**Aim**:
Translate this sentence from the post on grouping in pipes into Spanish: "While playing with pipes, I was wondering how I could group values in a pipe."

**Text passage**:

Grouping in pipes
While playing with pipes, I was wondering how I could group values in a pipe. As an exercise, I tried to create a producer that yields lists of values from a producer that yields values. This may not make sense because streaming libraries like pipes are used not to load all values in a list, but it’s just an exercise.
The first attempt was creating a pipe that calls Pipes.await
multiple times and yields values as a list.
import Control.Monad (forever)
import Pipes
import qualified Pipes.Prelude as P
source :: Monad m => Producer Int m ()
source = each [1..9]
gather :: Monad m => Int -> Pipe a [a] m r
gather n = forever $ sequence (replicate n await) >>= yield
test :: Int -> IO ()
test n = runEffect $ source >-> gather n >-> P.print
The problem of this attempt was that it didn’t yield last values if there weren’t enough numbers of values. For example, test 2
doesn’t yield 9
at the end of the stream.
>>> test 2
[1,2]
[3,4]
[5,6]
[7,8]
I’d rather like it to yield [9]
at the end. One solution that I came up with was putting all values into Just
and appending infinite Nothing
at the end of the stream, then taking only Just
s from the stream.
import Control.Monad (forever)
import Data.Maybe (catMaybes)
import Pipes
import qualified Pipes.Prelude as P
source :: Monad m => Producer Int m ()
source = each [1..9]
test :: Int -> IO ()
test n = runEffect $ (source >-> P.map Just >> forever (yield Nothing)) >->
(forever $ sequence (replicate n await) >>= yield) >->
P.map catMaybes >->
P.takeWhile (not . null) >->
P.print
This worked pretty well.

**Supplied information**:
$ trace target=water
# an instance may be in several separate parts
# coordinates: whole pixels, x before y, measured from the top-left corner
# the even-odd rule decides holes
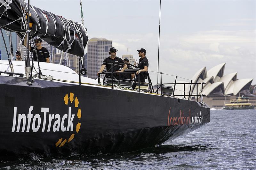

**Complete output**:
Mientras experimentaba con pipes, me preguntaba cómo podría agrupar valores en un pipe.